EXCERTO DO TEXTO ::
┄┄┄┄┄┄┄┄┄┄┄┄┄┄┄┄┄┄┄┄
No passado dia 1 de fevereiro, no Centro de Congressos de Lisboa, decorreu o primeiro Fórum Educação e Mudança (FEM), um encontro que centralizou a análise, o debate e as reflexões em torno das ferramentas tecnológicas e das competências digitais, enquanto fatores de mudança para uma educação de melhor qualidade.
Perante uma plateia de professores, diretores de escolas, autarcas, vereadores, associações de pais, empresários, técnicos municipais, entre outros, o senhor secretário de Estado da Educação, João Costa, encerrou o evento, com um discurso que reconheço bem mais moderado quanto à mudança e ao ritmo a que a mesma deve ocorrer nas escolas.
Dei comigo a pensar que talvez tenha verificado que a sede de mudança rápida leva a que tudo fique na mesma. O sucesso das políticas educativas depende da capacidade de envolver e de mobilizar os seus agentes, que não estão na 5 de Outubro, mas na sala de aula. Está o ministério a revelar bons indicadores de desempenho a este nível? A julgar pela falta de vocações que grassa no país, o envelhecimento da classe docente, os pedidos de reforma antecipada, as manifestações, as greves, o desânimo, a itinerância e a vida em suspenso de milhares de professores todos os anos, as agressões físicas e verbais, os bloqueios à entrada na carreira... a resposta parece clara. Os discursos são bonitos, inflamados e recolhem aplausos, mas, como eu costumo ensinar aos meus alunos, há que atentar nas diferenças entre o que é dito e o que realmente é feito, bem como na validade e na fundamentação dos argumentos aventados para sustentar uma determinada linha de ação.
┄┄┄┄┄┄┄┄┄┄┄┄┄┄┄┄┄┄┄┄
DADOS DA TAREFA ::
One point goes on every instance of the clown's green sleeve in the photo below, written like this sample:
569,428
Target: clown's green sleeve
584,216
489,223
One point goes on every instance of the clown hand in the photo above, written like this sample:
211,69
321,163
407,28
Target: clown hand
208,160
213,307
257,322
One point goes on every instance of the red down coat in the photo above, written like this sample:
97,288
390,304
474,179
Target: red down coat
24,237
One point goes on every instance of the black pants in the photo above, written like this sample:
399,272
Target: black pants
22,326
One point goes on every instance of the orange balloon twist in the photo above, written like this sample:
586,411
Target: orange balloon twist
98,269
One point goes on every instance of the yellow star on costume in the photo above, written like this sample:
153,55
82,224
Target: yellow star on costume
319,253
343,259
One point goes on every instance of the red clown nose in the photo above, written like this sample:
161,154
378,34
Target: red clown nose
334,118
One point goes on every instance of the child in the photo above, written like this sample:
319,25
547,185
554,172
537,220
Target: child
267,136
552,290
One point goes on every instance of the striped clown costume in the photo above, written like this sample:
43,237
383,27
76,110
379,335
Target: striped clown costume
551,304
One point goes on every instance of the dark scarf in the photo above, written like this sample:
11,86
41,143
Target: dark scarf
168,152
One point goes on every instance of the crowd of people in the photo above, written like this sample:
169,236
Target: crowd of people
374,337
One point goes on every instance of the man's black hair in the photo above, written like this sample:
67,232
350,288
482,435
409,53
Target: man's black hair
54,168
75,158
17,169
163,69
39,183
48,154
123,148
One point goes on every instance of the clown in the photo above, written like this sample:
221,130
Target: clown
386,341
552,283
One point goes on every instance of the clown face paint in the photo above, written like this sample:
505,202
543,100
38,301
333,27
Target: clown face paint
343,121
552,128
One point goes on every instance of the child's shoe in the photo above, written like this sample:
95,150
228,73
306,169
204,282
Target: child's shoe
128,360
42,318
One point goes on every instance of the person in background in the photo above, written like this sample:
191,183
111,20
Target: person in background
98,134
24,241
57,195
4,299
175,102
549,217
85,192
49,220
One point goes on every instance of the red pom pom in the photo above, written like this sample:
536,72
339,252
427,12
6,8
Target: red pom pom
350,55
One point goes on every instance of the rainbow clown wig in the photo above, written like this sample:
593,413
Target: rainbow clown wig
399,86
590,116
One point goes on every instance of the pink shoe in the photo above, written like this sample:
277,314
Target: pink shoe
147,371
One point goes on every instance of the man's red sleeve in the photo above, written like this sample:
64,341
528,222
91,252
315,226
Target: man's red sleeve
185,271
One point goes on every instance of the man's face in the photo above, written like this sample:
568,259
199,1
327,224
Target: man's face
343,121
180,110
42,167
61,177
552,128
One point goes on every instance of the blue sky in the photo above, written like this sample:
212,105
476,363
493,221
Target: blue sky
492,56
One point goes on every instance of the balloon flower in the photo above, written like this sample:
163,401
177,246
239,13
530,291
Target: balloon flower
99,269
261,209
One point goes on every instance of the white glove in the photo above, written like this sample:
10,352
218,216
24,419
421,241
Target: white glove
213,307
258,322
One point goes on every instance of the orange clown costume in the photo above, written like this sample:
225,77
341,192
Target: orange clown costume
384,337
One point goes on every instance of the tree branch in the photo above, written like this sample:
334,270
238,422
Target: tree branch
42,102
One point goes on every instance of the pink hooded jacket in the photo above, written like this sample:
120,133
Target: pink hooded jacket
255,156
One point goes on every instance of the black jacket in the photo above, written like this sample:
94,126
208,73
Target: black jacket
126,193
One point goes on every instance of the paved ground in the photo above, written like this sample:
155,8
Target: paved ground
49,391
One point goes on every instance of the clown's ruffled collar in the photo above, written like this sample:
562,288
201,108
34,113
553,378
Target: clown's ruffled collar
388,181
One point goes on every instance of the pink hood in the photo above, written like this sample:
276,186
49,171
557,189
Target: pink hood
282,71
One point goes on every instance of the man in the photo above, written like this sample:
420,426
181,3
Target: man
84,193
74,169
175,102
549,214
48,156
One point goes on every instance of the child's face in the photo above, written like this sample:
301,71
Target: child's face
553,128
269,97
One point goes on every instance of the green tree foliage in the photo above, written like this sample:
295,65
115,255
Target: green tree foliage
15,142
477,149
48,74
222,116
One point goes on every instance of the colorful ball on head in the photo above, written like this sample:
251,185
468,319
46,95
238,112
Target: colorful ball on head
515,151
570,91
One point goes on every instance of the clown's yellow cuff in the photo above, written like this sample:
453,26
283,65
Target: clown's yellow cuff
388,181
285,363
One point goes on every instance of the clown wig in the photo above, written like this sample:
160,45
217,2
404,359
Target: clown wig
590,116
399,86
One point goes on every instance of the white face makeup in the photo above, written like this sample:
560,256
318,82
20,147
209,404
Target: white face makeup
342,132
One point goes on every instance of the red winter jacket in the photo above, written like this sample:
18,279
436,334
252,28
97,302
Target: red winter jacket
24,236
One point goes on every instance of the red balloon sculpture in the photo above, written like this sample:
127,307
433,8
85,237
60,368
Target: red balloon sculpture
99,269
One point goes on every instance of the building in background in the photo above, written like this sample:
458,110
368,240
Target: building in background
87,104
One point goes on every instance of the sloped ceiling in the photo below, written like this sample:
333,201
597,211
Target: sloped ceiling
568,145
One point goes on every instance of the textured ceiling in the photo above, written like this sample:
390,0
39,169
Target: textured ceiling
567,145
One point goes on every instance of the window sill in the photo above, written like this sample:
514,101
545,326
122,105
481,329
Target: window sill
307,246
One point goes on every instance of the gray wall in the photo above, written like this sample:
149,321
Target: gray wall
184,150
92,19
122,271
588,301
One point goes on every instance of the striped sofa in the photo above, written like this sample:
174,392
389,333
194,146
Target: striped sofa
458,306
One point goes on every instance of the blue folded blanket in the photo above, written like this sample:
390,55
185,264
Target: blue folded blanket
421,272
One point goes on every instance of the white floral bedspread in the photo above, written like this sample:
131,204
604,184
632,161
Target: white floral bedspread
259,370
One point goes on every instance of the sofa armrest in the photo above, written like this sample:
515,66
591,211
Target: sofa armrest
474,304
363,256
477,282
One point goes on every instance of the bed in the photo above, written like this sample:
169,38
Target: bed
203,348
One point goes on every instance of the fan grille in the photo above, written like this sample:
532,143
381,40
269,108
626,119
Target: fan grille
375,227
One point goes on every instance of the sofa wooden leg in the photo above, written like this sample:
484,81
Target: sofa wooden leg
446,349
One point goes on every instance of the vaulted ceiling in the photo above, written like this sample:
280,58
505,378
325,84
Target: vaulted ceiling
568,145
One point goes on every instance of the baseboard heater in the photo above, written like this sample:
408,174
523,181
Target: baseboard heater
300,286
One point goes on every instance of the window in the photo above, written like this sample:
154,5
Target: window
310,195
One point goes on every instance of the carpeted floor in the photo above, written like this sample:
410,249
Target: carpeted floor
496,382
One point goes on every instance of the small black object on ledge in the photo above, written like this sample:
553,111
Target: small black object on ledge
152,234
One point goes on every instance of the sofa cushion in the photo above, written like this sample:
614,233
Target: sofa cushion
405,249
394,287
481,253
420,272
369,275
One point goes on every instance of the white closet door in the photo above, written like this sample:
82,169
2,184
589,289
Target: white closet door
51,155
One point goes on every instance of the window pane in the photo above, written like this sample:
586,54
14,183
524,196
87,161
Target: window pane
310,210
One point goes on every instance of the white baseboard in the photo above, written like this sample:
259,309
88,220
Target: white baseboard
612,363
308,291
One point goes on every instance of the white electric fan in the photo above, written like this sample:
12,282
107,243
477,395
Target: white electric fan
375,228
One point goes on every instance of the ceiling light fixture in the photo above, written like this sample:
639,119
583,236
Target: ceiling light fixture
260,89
┄┄┄┄┄┄┄┄┄┄┄┄┄┄┄┄┄┄┄┄
INSTRUÇÃO A :: Conte quantas linhas dos registos contêm a palavra "paved". Indique apenas esse número.
INSTRUÇÃO B :: Prossiga o texto sobre o Fórum Educação e Mudança a partir da última frase apresentada.

RESPOSTA A :: 2

RESPOSTA B ::
E é aqui que se percebe que a desmaterialização dos manuais escolares tem feito emergir argumentos vazios e infundados, como o senhor secretário de Estado dizer que a diferenciação pedagógica não é compatível com o manual escolar mas com os recursos digitais.
E por que razões este argumento não faz sentido? Primeiro, porque a diferenciação pedagógica nada tem a ver com o tipo de suporte dos recursos, mas com as estratégias didáticas definidas pelos professores em função dos seus alunos. Segundo, porque revela um total desconhecimento do que é um livro escolar, enquanto projeto pedagógico que abre ao professor um manancial diversificado de caminhos metodológicos para o trabalho com os seus alunos, contribuindo para otimizar as suas opções. Os livros escolares são concebidos e criados por professores e não é por acaso que tal sucede. Se na minha sala de aula tenho necessidade de atender às especificidades dos meus alunos, obviamente que essa experiência é uma mais-valia aquando da criação de materiais pedagógicos. Por isso é que a criação de um projeto pedagógico é um trabalho demorado e complexo. Há muito que se abandonou a premissa “one fits all” e a aposta do livro escolar é na variedade:
- Diferentes tipos de fontes de informação para análise – mapas, documentos escritos, gráficos, pinturas, fotografias, caricaturas, textos literários, notícias, ilustrações;
- Questões de exploração das fontes variadas e com diferentes graus de complexidade, pois há alunos que precisam de atividades mais simples para sentirem que são capazes e, a partir daí, avançarem na conquista de outros patamares de dificuldade, assim como há aqueles que podem logo ser direcionados para as questões mais complexas;
- Diferentes propostas de trabalho, que promovem a pesquisa, a cooperação entre pares e de grupos de trabalho, a construção de recursos, a imaginação, o role-play, o pensamento crítico, a comunicação;
- Fichas de trabalho prático com exercícios que desenvolvem diferentes competências;
- Atividades de interdisciplinaridade e metacognição, que podem ser o arranque para um projeto no âmbito dos Domínios de Autonomia Curricular;
- Recursos digitais em contexto, a que professores e alunos podem aceder e explorar.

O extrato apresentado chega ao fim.